(Photo object pointing rows)
===============
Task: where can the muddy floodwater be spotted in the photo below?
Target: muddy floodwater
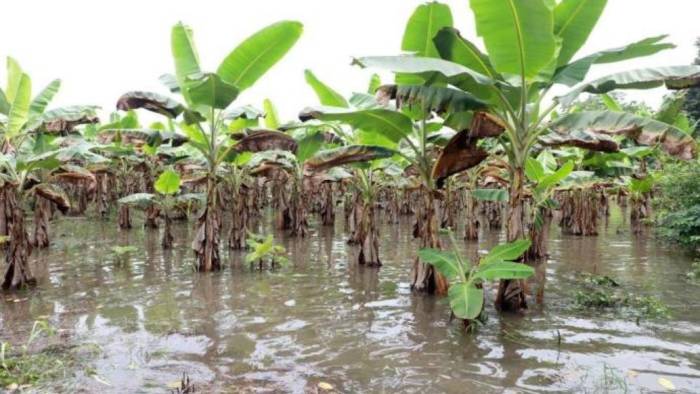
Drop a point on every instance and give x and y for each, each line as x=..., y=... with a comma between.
x=323, y=319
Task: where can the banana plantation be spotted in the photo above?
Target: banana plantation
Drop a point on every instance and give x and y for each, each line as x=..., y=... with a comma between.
x=488, y=214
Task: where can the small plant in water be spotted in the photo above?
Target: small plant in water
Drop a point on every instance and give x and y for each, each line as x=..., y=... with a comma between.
x=601, y=292
x=694, y=272
x=121, y=253
x=466, y=293
x=263, y=249
x=23, y=368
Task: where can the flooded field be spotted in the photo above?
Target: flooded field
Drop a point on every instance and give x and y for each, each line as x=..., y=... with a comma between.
x=323, y=319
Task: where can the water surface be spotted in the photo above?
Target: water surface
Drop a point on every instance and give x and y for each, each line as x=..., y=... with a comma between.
x=324, y=319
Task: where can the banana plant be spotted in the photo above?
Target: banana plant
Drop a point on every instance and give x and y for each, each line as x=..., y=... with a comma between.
x=31, y=167
x=202, y=116
x=263, y=249
x=305, y=162
x=166, y=199
x=466, y=293
x=530, y=47
x=361, y=218
x=543, y=182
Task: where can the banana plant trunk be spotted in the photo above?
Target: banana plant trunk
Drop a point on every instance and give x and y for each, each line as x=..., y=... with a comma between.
x=424, y=276
x=327, y=204
x=152, y=215
x=471, y=230
x=281, y=201
x=392, y=207
x=17, y=271
x=102, y=194
x=124, y=217
x=206, y=241
x=539, y=235
x=239, y=222
x=167, y=240
x=42, y=214
x=298, y=209
x=369, y=245
x=354, y=219
x=511, y=293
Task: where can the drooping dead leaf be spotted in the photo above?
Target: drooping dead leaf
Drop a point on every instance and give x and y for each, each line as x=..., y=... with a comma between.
x=150, y=101
x=460, y=154
x=485, y=125
x=263, y=140
x=54, y=194
x=582, y=139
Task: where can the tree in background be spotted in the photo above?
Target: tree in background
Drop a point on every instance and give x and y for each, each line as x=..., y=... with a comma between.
x=692, y=98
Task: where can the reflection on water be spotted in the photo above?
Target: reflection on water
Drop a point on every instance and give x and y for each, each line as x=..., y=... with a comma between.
x=324, y=319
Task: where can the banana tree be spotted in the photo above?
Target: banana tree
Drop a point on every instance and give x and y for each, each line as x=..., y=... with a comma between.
x=30, y=167
x=206, y=96
x=543, y=183
x=304, y=164
x=166, y=199
x=530, y=47
x=364, y=185
x=406, y=129
x=466, y=294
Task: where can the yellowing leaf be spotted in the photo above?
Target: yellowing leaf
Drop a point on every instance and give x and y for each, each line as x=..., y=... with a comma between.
x=175, y=384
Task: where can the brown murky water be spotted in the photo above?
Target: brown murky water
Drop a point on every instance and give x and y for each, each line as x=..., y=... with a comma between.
x=322, y=319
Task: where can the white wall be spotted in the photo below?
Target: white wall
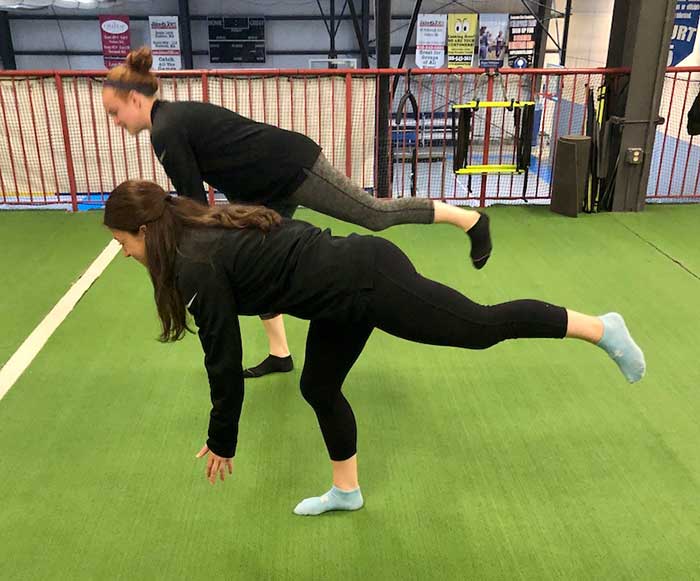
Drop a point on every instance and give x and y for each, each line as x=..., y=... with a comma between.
x=588, y=37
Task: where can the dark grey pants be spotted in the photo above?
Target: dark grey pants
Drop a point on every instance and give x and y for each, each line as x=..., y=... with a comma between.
x=330, y=192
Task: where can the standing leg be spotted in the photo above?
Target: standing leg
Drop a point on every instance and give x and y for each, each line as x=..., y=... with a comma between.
x=331, y=350
x=410, y=306
x=330, y=192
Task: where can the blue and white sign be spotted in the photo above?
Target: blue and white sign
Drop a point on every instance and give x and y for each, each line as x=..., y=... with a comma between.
x=685, y=29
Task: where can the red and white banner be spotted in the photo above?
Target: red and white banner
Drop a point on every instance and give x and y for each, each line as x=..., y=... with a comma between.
x=116, y=39
x=165, y=43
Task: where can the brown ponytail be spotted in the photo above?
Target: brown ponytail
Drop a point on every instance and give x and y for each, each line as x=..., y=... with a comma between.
x=135, y=203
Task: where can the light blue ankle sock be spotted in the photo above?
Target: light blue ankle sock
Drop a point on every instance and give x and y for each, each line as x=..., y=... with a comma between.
x=618, y=343
x=334, y=499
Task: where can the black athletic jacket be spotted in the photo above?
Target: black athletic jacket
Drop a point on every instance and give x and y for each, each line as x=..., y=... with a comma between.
x=246, y=160
x=296, y=269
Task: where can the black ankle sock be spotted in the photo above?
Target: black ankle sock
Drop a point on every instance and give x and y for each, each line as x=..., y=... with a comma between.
x=272, y=364
x=481, y=241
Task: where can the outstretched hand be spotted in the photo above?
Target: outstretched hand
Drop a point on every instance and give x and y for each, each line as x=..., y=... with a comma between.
x=215, y=464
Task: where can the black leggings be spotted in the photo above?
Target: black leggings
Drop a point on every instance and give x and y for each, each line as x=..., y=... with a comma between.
x=409, y=306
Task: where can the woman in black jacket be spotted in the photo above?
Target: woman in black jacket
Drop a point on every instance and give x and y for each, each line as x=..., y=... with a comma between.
x=221, y=262
x=256, y=163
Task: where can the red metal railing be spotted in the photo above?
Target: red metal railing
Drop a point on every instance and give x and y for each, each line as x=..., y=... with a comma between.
x=57, y=146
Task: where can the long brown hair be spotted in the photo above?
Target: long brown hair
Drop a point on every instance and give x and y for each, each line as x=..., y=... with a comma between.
x=134, y=74
x=136, y=203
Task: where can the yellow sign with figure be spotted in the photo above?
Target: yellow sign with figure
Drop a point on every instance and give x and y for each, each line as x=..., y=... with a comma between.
x=461, y=40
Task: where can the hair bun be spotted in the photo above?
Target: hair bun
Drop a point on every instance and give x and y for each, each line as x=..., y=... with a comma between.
x=140, y=60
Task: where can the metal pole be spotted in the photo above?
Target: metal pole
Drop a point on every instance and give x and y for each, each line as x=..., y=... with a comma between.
x=332, y=54
x=365, y=27
x=358, y=34
x=565, y=41
x=411, y=28
x=544, y=9
x=7, y=52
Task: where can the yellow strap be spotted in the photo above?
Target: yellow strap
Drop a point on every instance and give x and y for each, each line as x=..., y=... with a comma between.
x=492, y=104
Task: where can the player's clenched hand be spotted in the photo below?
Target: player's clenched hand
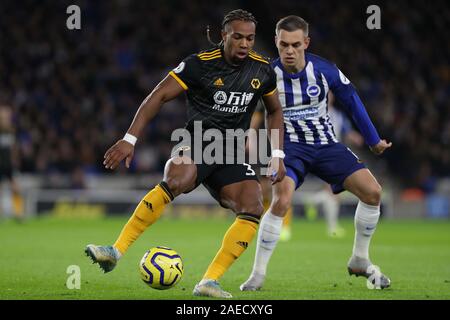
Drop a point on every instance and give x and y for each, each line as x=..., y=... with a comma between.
x=121, y=150
x=380, y=147
x=276, y=171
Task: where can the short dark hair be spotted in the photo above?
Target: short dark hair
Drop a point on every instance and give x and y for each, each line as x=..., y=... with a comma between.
x=238, y=14
x=292, y=23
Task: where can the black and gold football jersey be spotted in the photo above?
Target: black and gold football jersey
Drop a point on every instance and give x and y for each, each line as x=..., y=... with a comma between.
x=220, y=95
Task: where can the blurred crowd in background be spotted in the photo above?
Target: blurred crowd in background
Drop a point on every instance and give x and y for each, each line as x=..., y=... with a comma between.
x=74, y=93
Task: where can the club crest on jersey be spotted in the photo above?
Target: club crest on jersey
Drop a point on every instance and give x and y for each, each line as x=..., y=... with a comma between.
x=236, y=102
x=220, y=97
x=313, y=90
x=255, y=83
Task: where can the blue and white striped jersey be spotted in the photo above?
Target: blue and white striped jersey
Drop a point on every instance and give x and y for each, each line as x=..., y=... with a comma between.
===============
### What the exercise asks
Copy out the rows above word for word, beginning at the line containing "Task: where can the hair" and finishing at the line containing "x=492, y=104", with both of those lines included.

### Solution for this exercise
Task: where can the hair bun be spotted in the photo above?
Target: hair bun
Drop a point on every instance and give x and y for each, each line as x=..., y=... with a comma between.
x=140, y=60
Task: where can the metal pole be spotted in the photo above?
Target: metal pole
Drop a point on every instance and give x and y for each, each line as x=..., y=... with a comma between.
x=332, y=54
x=365, y=27
x=358, y=34
x=565, y=41
x=411, y=28
x=544, y=9
x=7, y=52
Task: where can the yellow strap be spotted in the photo above?
Target: yellow strap
Drop a point on every instance and give x and y for each, each line as x=..., y=... with a comma between.
x=492, y=104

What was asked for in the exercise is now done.